PARTS OF THE EXERCISE:
- A) Translate this sentence from the interview into Spanish: "My favorite part of Bloomington is definitely the Farmer’s Market."
- B) Reproduce the passage of the interview between "My favorite part" and "current research activities?", inclusive.

TEXT PROVIDED:
######

Today we interview Alexander Gundlach-Graham, a graduate student who is finishing his PhD at the Laboratory for Spectrochemistry, in Indiana University, under the supervision of Prof. Dr. Gary M. Hieftje
Alexander in his lab in Bloomington, Indiana
Who or what inspired you to become a scientist?
I’ve always been curious about the natural world and about how things work. I trace my curiosity about the outdoors to hiking and camping trips I took growing up with my family and scouts. I never really made a decision to study chemistry; I took general chemistry my freshman year of college and then just kept taking chemistry classes because I enjoyed them so much. The most influential course I took in college was Instrumental Analysis. In this course, we both used instruments and, as a class, built an instrument to study kinetics reactions through a fast-flow mixing tube.
Why did you choose your research group/university and what factors influenced your choice?
I joined the Hieftje group at Indiana University because I wanted to build scientific instruments. The black-box approach to chemistry has never worked for me: I’m too fascinated by “how” measurements are made. I came to IU to learn about everything that goes into building a scientific instrument, from theory, design, and construction to operation and first results. In this regard, IU (and the Hieftje group) has been a fantastic place to learn about instrument development. Also, Bloomington, Indiana is a wonderful place to live.
What do you like about where you live?
My favorite part of Bloomington is definitely the Farmer’s Market. Abi and I go every Saturday during the summer to stock up on fresh vegetables for the week.
Can you explain a bit the purpose of your current research activities?
My PhD research has been to develop and characterize the first Distance-of-Flight Mass Spectrometer (DOFMS). Prof. Chris Enke from the University of New Mexico invented the concept of DOFMS in the late 2000s, and I’ve applied his theory with a real instrument. I think the research we’re doing on DOFMS in the Hieftje lab is beginning to solidify DOFMS as an analytical MS technique. To date, we’ve built two DOFMS instruments and combined DOFMS with glow-discharge and inductively coupled plasma ionization sources. More combinations of DOFMS with alternative ionization sources and applications of DOFMS are certainly on the way!

######

DATASET EXTRACT:
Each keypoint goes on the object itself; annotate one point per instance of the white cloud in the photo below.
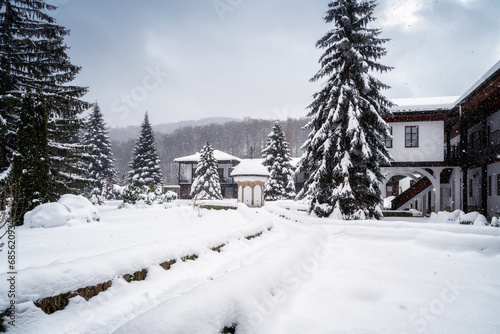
(404, 13)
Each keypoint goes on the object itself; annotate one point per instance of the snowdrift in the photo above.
(69, 210)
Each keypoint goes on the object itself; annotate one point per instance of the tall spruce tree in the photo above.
(345, 148)
(33, 54)
(276, 154)
(102, 166)
(145, 164)
(206, 184)
(69, 159)
(31, 164)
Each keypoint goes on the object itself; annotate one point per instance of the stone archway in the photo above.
(434, 178)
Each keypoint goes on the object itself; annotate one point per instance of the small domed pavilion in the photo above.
(251, 175)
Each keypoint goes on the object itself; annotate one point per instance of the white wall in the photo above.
(430, 142)
(494, 199)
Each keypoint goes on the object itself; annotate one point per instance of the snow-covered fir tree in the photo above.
(31, 165)
(276, 154)
(69, 159)
(345, 148)
(145, 164)
(33, 53)
(206, 184)
(102, 165)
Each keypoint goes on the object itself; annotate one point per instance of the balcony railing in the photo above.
(452, 153)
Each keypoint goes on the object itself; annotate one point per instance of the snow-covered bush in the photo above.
(95, 197)
(480, 221)
(468, 218)
(80, 208)
(459, 217)
(147, 195)
(69, 210)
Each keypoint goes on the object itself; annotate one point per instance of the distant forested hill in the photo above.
(241, 138)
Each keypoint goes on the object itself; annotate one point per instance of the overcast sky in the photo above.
(191, 59)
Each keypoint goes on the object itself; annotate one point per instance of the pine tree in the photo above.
(345, 148)
(276, 154)
(206, 185)
(145, 163)
(102, 166)
(31, 165)
(69, 159)
(33, 54)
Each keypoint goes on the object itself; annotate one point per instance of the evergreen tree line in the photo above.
(40, 148)
(48, 149)
(243, 139)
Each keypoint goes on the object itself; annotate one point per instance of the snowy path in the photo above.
(306, 275)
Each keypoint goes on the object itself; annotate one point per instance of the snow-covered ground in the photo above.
(304, 275)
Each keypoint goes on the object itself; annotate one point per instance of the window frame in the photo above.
(498, 184)
(414, 137)
(388, 141)
(490, 185)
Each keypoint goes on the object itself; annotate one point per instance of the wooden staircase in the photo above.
(410, 193)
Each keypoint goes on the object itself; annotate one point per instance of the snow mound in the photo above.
(47, 215)
(480, 221)
(468, 218)
(80, 208)
(440, 217)
(69, 210)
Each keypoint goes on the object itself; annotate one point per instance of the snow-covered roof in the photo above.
(478, 83)
(425, 103)
(218, 155)
(250, 167)
(294, 162)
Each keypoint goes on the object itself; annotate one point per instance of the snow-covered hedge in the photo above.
(147, 195)
(69, 210)
(460, 217)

######

SOLUTIONS TO EACH TASK:
- A) Mi parte favorita de Bloomington es, sin duda, el mercado de agricultores.

- B)
My favorite part of Bloomington is definitely the Farmer’s Market. Abi and I go every Saturday during the summer to stock up on fresh vegetables for the week.
Can you explain a bit the purpose of your current research activities?